§ Task to complete:
Nothing but the lines from the one with "Where can you find the shovel held" through the last line of the data should be restated, each word for word.

§ Source material:
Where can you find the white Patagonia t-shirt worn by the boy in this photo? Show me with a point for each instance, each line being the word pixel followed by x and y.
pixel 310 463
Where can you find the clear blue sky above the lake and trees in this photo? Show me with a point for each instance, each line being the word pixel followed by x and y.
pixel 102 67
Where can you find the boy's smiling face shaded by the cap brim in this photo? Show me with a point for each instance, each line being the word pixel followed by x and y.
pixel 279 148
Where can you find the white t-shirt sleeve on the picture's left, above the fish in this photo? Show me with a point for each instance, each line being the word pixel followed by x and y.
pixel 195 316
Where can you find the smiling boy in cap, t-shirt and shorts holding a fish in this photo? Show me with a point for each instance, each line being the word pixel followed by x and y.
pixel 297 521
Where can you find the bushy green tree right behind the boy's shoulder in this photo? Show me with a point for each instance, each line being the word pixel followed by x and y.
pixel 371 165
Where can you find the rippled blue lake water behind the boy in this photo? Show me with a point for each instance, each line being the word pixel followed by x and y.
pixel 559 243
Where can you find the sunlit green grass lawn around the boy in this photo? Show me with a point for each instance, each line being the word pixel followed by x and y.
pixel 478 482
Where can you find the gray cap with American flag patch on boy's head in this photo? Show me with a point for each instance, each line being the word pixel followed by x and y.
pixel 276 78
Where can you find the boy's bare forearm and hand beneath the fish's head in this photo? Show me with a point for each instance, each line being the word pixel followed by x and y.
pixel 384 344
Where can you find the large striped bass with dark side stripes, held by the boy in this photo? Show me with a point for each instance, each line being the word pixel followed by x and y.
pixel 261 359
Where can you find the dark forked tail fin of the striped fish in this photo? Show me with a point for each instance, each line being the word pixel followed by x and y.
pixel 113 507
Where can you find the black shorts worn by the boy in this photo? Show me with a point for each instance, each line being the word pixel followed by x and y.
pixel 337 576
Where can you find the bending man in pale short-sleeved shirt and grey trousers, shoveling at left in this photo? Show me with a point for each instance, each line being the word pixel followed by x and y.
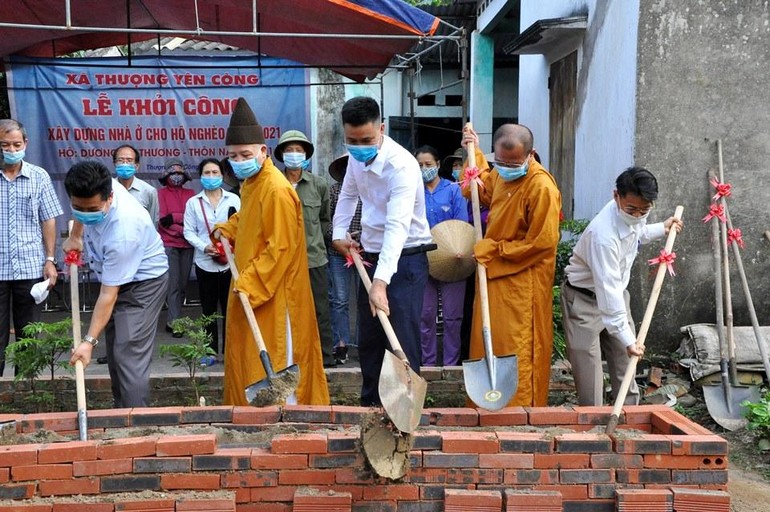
pixel 127 254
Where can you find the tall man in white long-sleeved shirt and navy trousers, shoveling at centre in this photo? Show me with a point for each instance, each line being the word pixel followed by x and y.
pixel 395 237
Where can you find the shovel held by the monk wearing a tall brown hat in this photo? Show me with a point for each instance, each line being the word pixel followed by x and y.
pixel 276 387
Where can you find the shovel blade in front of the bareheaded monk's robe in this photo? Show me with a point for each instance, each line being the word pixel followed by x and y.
pixel 486 394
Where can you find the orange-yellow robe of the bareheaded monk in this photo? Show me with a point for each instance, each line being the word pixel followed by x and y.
pixel 519 253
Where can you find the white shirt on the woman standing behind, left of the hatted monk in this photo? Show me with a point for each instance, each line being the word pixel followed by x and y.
pixel 195 231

§ Answer to the exercise:
Where can you find the shovel held by the monk wearing a tall brown hat in this photo? Show me with a point for each instance, each line being the word pixel followed by x and y.
pixel 276 387
Where can you find the shovel blade in front of the bareheaded monk's robe in this photo? Show me with a point for each instance, each line being the word pixel followed by x and y.
pixel 486 394
Where can you find the orange-yellow robe of the bareheaded monk in this photo? Show me with a point for each instance, each line being the word pixel followed by x and y.
pixel 519 253
Where can you find the white shirt on the woman standing behind, left of the hatted monk in this photo? Show me with a point for each instance, each line being the word pixel followed by x and y.
pixel 195 231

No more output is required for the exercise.